◆ Stated goal
Recast the rows from the line with "Indicate the child's hand" up to and including the line with "<point>643,769</point>" as a numbered list, leaving out any blank lines.

Object location annotation data:
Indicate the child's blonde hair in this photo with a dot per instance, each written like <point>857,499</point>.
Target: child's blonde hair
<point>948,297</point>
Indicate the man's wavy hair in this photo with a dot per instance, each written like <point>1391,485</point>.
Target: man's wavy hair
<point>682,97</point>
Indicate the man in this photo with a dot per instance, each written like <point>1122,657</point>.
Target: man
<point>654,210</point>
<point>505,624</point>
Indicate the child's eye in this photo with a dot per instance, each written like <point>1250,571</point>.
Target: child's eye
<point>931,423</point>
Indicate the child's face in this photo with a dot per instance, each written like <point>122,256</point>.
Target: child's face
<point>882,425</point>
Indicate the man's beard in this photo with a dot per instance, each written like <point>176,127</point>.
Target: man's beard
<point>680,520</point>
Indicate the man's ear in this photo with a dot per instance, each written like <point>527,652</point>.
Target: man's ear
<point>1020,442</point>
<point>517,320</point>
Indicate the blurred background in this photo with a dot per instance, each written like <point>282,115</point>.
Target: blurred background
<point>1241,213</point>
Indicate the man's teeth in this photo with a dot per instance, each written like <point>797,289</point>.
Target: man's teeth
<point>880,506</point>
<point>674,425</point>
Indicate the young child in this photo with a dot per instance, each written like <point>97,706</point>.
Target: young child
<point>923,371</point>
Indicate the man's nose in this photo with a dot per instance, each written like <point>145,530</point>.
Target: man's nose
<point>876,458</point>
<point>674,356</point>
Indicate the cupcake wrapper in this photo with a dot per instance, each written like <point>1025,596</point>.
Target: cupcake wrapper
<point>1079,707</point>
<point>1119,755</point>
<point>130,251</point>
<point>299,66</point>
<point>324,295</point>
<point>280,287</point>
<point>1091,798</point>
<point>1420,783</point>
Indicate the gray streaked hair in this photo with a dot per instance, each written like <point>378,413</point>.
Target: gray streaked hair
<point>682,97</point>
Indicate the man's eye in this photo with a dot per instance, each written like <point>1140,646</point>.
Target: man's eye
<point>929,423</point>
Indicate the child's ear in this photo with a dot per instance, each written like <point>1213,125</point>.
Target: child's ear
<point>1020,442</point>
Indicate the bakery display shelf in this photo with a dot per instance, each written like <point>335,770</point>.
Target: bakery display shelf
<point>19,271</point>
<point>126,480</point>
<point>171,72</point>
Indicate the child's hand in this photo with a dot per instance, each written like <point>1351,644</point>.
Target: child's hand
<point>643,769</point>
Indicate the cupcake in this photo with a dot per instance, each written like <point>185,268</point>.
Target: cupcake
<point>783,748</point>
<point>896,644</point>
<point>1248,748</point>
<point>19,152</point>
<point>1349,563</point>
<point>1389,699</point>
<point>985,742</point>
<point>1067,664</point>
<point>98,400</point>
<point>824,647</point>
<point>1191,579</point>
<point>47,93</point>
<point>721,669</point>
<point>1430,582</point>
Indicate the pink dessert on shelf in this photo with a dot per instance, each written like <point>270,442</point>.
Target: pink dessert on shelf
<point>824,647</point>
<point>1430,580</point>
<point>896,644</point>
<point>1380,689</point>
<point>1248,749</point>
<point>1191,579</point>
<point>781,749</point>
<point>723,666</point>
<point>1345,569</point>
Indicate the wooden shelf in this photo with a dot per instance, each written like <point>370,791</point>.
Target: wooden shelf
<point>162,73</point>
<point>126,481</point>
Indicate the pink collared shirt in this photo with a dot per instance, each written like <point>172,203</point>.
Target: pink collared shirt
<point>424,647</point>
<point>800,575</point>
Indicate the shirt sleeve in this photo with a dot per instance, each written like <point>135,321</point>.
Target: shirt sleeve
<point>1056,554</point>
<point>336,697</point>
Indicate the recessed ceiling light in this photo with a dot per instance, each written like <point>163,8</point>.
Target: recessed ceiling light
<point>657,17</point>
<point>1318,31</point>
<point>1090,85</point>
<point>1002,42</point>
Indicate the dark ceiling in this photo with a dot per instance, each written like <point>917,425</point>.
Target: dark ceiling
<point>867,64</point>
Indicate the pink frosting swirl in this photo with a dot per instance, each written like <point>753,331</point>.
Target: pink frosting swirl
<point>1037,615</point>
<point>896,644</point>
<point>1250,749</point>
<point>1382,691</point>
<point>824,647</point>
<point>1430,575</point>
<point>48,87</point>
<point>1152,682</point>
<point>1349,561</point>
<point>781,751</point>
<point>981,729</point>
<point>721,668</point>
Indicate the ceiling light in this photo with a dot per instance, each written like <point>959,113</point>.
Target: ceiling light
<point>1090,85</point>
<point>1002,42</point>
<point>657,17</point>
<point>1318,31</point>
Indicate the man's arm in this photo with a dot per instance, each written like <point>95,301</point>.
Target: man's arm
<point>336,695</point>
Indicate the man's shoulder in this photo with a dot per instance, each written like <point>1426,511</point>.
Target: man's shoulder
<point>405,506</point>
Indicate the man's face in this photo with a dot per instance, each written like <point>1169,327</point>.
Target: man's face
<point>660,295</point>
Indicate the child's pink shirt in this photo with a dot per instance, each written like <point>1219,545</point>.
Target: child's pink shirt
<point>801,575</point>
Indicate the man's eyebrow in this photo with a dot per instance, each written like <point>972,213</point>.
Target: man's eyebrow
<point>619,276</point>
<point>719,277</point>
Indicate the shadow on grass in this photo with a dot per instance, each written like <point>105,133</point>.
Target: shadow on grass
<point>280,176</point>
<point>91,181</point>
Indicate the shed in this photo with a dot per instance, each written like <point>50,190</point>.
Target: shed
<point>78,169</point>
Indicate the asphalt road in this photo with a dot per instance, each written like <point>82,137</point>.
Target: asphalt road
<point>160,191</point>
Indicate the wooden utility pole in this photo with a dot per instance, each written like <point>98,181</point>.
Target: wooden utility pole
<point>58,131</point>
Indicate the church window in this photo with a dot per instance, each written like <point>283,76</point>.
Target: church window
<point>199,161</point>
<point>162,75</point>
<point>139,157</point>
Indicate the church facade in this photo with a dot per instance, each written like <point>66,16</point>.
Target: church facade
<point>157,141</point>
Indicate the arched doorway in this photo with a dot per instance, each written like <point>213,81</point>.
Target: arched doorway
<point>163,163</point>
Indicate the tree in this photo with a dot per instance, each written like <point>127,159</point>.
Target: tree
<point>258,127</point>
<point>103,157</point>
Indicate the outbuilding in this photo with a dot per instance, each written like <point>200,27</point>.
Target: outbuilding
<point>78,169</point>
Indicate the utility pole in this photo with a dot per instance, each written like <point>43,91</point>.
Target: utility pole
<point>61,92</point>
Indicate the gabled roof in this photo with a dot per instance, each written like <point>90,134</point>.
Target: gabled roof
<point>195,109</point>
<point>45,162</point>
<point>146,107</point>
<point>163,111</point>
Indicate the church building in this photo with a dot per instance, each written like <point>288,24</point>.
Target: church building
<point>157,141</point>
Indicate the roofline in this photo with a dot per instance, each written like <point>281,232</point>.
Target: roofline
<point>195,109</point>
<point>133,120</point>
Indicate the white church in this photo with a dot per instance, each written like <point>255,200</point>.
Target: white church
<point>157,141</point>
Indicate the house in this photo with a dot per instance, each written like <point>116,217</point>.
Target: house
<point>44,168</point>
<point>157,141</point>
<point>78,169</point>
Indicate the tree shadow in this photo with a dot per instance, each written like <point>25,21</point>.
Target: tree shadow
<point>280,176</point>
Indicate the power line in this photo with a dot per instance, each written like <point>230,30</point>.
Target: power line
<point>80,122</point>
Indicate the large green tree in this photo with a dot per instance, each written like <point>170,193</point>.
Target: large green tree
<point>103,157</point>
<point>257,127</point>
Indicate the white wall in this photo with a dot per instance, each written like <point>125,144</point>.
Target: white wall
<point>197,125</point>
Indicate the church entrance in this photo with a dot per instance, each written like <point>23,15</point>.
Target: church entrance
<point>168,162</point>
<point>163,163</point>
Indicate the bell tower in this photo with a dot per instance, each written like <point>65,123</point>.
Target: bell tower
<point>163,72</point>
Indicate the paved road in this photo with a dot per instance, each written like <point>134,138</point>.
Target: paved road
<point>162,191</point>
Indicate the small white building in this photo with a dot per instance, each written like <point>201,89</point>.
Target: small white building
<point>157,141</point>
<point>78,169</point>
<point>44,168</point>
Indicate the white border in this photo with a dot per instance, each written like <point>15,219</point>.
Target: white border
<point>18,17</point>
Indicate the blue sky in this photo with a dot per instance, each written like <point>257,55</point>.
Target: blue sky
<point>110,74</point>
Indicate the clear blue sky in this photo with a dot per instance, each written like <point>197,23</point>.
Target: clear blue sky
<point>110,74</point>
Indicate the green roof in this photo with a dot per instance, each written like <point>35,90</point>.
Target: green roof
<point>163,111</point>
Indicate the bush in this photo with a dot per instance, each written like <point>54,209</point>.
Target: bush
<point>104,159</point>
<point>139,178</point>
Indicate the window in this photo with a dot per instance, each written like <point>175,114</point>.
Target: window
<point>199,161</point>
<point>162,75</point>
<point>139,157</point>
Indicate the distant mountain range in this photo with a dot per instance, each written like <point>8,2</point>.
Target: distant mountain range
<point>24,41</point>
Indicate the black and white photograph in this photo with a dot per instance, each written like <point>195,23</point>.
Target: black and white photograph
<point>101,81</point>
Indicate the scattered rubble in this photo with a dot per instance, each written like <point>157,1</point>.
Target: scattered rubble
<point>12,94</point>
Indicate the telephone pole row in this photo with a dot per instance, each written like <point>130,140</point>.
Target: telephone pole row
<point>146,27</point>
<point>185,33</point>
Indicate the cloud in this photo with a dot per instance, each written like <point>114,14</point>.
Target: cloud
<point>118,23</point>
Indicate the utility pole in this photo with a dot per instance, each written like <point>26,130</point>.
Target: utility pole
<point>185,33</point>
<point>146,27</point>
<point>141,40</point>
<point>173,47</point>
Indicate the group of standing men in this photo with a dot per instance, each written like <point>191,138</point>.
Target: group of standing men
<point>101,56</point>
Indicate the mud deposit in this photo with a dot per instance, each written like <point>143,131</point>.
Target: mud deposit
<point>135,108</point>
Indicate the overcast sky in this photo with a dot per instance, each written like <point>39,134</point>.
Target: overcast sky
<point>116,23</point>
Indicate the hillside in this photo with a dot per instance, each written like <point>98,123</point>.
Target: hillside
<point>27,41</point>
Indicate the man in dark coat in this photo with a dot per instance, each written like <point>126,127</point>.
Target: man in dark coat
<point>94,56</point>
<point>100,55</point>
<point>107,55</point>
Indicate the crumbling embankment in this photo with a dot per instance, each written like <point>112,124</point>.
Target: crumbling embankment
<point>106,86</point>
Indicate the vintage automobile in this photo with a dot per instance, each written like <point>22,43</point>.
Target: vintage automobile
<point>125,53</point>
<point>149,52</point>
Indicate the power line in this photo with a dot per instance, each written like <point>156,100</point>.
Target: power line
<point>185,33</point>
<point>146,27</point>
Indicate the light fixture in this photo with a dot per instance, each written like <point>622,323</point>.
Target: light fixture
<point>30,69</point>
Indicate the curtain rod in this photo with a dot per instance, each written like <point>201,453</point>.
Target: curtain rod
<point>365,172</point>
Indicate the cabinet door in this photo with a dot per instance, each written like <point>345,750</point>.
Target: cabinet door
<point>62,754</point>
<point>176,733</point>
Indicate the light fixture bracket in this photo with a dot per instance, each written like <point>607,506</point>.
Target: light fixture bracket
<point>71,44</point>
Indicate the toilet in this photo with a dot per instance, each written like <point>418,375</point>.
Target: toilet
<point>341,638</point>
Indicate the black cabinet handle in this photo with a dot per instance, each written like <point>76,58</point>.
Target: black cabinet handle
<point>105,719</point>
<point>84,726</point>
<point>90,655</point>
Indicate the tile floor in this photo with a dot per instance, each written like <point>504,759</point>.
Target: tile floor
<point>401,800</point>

◆ Solution to this problem
1. Indicate the child's hand in this photo with a dot per instance, each written like <point>1351,644</point>.
2. Target: child's hand
3. <point>643,769</point>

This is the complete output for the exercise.